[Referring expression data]
--------------------------------------------------
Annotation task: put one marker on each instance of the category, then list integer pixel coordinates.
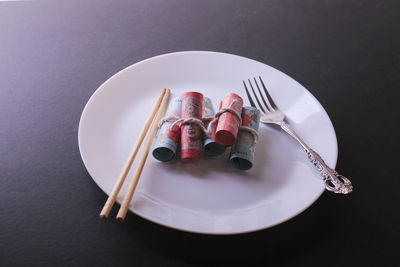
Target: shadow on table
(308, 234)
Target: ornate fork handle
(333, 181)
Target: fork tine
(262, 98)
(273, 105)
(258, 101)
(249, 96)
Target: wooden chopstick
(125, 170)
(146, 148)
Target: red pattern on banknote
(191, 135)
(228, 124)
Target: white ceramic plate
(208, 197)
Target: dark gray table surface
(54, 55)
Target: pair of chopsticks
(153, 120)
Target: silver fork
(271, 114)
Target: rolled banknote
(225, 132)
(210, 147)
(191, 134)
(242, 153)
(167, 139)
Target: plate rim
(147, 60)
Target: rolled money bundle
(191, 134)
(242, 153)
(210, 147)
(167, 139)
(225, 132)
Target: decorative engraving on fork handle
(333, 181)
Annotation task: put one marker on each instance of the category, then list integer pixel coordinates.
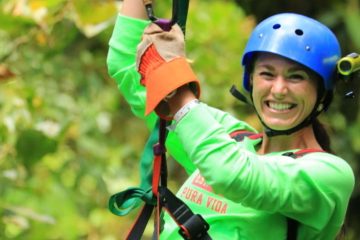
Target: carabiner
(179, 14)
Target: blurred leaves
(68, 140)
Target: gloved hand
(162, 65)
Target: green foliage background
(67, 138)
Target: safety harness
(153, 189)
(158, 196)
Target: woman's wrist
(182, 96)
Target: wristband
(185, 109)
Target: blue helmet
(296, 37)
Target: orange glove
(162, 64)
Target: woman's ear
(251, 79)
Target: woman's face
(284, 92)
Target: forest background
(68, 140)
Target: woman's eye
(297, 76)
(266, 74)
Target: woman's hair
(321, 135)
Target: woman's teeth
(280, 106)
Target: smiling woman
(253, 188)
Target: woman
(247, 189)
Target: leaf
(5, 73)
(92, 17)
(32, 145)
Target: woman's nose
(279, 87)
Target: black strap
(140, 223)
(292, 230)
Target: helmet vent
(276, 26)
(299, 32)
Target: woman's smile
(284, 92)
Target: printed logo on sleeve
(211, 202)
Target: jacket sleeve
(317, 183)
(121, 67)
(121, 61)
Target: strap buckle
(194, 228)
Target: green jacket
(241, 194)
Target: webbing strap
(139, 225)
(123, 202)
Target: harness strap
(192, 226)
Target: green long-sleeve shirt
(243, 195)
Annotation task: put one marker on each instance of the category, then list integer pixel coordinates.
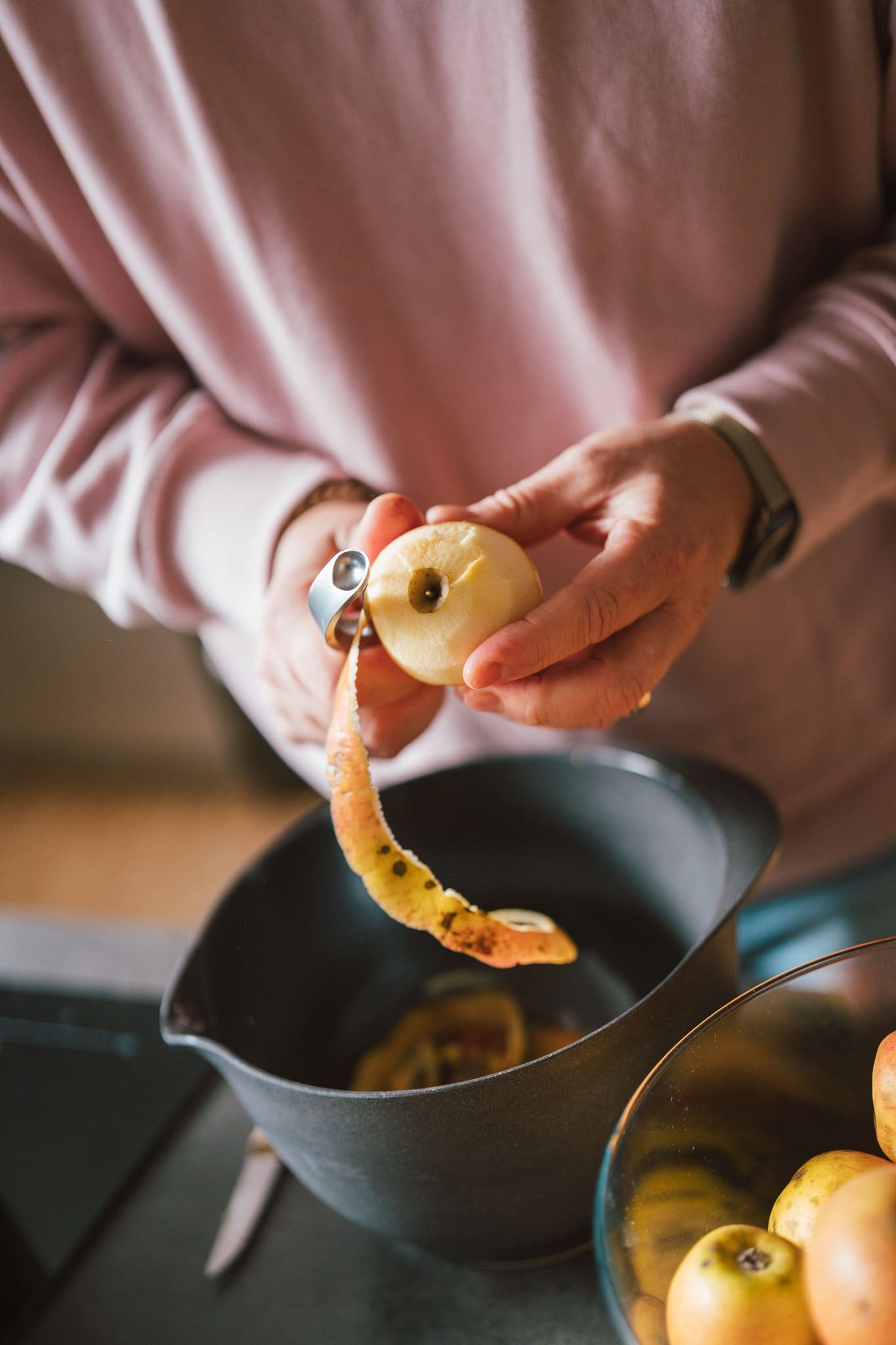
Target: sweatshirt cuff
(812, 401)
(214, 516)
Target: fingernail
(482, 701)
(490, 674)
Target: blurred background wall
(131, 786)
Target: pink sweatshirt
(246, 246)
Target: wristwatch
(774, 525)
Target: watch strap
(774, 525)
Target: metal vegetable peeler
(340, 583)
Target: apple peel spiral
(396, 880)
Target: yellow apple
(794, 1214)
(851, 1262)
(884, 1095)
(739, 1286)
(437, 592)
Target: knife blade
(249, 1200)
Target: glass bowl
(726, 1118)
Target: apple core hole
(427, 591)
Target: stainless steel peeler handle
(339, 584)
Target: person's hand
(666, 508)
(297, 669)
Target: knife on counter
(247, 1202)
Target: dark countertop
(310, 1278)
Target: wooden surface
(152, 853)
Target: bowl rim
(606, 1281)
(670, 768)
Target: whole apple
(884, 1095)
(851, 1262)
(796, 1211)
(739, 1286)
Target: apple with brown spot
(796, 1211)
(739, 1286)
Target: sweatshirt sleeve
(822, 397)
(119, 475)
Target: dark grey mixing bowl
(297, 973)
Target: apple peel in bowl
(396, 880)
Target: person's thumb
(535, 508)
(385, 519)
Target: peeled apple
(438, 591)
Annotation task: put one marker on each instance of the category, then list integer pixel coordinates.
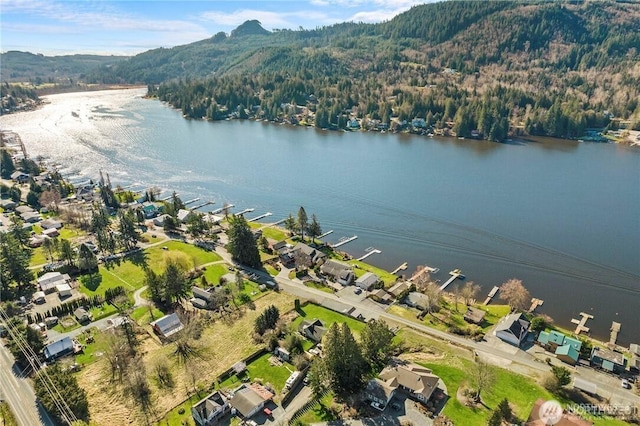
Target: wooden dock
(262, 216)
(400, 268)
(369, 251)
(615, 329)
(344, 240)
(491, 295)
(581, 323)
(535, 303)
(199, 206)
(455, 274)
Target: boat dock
--------------------------------------------------
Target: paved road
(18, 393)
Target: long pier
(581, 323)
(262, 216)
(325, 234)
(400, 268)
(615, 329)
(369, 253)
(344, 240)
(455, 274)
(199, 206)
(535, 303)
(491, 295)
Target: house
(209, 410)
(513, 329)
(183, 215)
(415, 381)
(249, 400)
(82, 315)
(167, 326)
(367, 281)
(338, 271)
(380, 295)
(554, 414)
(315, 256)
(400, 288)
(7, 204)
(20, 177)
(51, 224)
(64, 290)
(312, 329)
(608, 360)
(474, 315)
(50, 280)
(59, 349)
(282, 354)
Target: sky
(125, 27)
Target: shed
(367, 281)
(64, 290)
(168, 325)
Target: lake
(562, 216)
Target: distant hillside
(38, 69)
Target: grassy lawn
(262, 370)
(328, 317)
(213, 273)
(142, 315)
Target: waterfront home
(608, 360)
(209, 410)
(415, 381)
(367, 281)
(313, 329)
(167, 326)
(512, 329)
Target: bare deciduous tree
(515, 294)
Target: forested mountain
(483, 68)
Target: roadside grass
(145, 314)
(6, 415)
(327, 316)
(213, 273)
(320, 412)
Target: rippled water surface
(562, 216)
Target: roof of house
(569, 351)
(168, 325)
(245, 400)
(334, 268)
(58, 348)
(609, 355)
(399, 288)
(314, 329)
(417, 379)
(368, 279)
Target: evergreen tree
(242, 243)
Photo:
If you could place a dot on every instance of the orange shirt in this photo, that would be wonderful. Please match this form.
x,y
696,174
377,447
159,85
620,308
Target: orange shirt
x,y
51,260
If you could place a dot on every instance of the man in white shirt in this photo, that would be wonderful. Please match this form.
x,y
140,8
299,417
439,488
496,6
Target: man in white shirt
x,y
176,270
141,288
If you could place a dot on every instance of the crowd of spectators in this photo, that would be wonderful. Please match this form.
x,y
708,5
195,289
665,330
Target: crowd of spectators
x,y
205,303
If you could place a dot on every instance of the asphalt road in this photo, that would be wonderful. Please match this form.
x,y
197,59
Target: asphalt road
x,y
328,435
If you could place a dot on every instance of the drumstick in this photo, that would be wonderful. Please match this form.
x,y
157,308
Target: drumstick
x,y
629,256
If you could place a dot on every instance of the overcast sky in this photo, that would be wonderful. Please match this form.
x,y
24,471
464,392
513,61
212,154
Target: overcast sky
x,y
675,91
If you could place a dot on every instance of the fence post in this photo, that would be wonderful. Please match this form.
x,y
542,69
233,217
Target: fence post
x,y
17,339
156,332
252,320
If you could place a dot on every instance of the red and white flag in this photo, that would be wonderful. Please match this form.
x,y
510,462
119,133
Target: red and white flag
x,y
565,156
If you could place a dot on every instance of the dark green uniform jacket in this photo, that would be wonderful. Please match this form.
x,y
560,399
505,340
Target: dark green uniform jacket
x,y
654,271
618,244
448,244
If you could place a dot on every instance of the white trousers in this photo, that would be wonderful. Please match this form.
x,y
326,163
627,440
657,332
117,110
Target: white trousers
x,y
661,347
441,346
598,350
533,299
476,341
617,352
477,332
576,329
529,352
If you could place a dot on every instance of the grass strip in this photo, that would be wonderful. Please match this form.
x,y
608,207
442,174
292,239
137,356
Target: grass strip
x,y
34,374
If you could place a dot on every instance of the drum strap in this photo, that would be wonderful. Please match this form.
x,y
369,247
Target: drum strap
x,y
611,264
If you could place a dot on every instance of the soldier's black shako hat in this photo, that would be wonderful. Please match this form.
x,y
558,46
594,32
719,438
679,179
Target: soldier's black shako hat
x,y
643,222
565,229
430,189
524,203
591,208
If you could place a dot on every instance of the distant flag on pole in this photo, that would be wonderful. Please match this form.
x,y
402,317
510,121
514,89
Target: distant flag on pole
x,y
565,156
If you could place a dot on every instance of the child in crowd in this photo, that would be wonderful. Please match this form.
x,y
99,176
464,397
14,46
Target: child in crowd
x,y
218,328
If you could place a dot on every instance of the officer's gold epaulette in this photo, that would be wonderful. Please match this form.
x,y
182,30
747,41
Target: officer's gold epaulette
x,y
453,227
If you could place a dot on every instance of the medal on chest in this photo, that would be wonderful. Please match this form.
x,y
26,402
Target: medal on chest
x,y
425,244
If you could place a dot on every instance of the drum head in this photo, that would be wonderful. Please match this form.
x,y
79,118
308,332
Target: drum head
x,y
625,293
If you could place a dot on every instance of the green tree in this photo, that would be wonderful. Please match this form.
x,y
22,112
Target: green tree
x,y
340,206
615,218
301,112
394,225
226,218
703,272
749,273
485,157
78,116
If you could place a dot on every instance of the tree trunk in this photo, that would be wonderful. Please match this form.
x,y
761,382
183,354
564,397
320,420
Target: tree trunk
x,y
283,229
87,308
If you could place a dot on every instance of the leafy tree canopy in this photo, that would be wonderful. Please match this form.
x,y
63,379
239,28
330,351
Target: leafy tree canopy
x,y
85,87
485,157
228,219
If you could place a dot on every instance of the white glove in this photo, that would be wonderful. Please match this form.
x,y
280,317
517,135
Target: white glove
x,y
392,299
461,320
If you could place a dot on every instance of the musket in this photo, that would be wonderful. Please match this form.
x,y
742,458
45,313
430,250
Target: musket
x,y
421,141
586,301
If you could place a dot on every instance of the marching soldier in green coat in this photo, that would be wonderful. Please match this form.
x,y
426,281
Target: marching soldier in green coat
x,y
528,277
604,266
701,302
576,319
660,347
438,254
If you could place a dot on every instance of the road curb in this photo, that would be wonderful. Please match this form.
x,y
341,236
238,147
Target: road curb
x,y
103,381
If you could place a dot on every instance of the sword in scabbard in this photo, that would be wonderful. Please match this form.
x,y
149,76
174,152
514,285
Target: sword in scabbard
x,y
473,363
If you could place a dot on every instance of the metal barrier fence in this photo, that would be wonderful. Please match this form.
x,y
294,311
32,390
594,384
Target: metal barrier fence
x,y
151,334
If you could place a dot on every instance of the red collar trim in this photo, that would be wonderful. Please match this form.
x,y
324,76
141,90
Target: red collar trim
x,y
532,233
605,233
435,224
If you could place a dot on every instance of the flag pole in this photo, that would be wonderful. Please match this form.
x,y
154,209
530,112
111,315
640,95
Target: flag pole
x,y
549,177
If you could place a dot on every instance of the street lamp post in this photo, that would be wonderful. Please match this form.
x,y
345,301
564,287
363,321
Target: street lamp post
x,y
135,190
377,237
--------------------------------------------------
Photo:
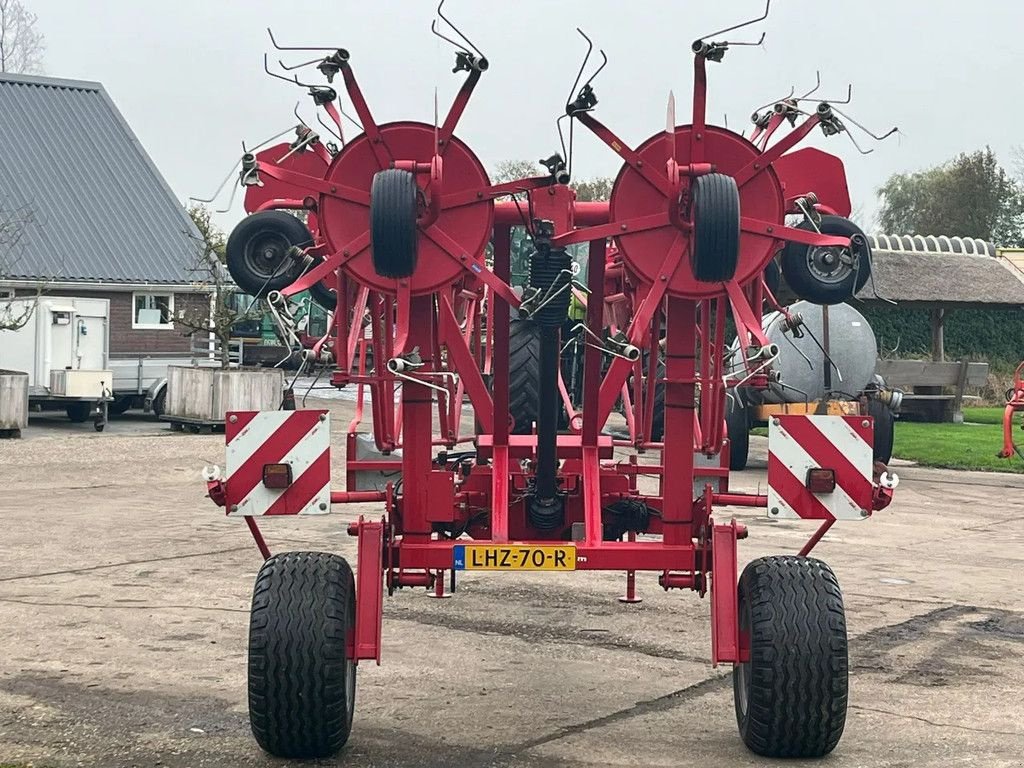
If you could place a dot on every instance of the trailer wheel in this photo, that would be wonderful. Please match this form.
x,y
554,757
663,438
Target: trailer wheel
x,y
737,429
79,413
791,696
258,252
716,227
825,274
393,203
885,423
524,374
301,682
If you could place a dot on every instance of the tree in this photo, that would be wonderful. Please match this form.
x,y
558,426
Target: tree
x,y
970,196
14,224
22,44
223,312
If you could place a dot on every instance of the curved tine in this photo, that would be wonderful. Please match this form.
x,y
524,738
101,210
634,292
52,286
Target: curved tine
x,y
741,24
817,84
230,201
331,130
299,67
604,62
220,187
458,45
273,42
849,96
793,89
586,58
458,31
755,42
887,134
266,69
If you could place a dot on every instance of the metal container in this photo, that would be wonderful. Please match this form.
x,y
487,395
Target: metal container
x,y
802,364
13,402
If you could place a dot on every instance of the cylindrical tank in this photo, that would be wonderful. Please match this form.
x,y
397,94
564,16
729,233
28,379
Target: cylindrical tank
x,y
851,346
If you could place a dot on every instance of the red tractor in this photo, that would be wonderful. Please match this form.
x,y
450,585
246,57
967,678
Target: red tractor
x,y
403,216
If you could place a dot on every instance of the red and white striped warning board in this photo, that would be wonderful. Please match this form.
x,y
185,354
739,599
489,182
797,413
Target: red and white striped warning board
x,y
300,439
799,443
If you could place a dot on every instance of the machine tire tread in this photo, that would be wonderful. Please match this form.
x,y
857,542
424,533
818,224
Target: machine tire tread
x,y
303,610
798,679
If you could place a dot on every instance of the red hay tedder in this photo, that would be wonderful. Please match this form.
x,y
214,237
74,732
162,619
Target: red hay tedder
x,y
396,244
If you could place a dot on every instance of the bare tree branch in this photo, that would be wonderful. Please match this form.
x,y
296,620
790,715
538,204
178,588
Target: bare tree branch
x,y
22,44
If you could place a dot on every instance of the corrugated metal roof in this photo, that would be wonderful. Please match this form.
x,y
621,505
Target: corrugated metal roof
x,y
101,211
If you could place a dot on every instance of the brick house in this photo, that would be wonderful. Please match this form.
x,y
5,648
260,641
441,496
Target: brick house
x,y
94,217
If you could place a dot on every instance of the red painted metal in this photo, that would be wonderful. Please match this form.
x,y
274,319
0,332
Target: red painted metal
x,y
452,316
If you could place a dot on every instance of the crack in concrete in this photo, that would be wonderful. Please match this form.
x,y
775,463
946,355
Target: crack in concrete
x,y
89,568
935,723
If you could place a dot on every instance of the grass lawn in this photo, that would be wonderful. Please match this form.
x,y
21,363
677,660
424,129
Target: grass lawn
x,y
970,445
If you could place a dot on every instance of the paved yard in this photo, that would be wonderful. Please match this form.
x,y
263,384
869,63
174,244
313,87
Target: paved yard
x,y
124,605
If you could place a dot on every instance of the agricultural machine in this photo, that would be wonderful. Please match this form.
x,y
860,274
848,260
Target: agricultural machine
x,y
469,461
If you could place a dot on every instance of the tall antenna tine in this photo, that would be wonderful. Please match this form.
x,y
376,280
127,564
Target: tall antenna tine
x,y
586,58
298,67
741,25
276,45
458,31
--------------------------------------------------
* _What is needed_:
Pictures aside, return exactly the lines from the data above, starting at the line that has "Target: woman's ear" and ending at the line that has "Target: boat dock", both included.

* _Answer to this problem_:
Target: woman's ear
(251, 79)
Target: woman's face
(284, 92)
Target: forest background
(68, 140)
Target: woman's eye
(297, 76)
(266, 74)
Target: woman's hair
(321, 135)
Target: woman's teeth
(280, 106)
Target: smiling woman
(253, 188)
Target: woman
(247, 189)
Target: leaf
(5, 73)
(92, 17)
(32, 145)
Target: woman's nose
(279, 87)
Target: black strap
(140, 223)
(292, 230)
Target: helmet vent
(276, 26)
(299, 32)
Target: woman's smile
(284, 92)
Target: printed logo on sleeve
(211, 202)
Target: jacket sleeve
(317, 183)
(121, 67)
(121, 61)
Target: strap buckle
(194, 228)
Target: green jacket
(241, 194)
Target: webbing strap
(139, 225)
(123, 202)
Target: harness strap
(192, 226)
Target: green long-sleeve shirt
(243, 195)
Annotation task: put one marker on each instance of the category, then list integer pixel coordinates.
Target: sweatshirt cuff
(812, 401)
(214, 516)
Target: fingernail
(482, 701)
(490, 674)
Target: blurred background wall
(131, 786)
Target: pink sweatshirt
(246, 246)
Target: wristwatch
(774, 525)
Target: watch strap
(774, 525)
Target: metal vegetable peeler
(340, 583)
Target: apple peel spiral
(396, 880)
Target: yellow apple
(794, 1214)
(851, 1262)
(884, 1095)
(739, 1286)
(437, 592)
Target: knife blade
(249, 1200)
Target: glass bowl
(726, 1118)
Target: apple core hole
(427, 591)
Target: stainless steel peeler handle
(339, 584)
Target: person's hand
(666, 508)
(297, 669)
Target: knife on counter
(247, 1202)
Target: dark countertop
(310, 1278)
Target: wooden surface
(152, 853)
Target: bowl rim
(606, 1281)
(670, 768)
Target: whole apple
(884, 1095)
(851, 1262)
(796, 1211)
(739, 1286)
Target: apple with brown spot
(796, 1211)
(739, 1286)
Target: sweatshirt sleeve
(822, 397)
(119, 475)
Target: dark grey mixing bowl
(297, 973)
Target: apple peel in bowl
(396, 880)
Target: person's thumb
(535, 508)
(385, 519)
Target: peeled apple
(438, 591)
Annotation task: put one marker on each instance of the category, then list integer pixel coordinates.
Target: wooden dock
(262, 216)
(400, 268)
(369, 251)
(615, 329)
(344, 240)
(491, 295)
(581, 323)
(535, 303)
(199, 206)
(455, 274)
Target: boat dock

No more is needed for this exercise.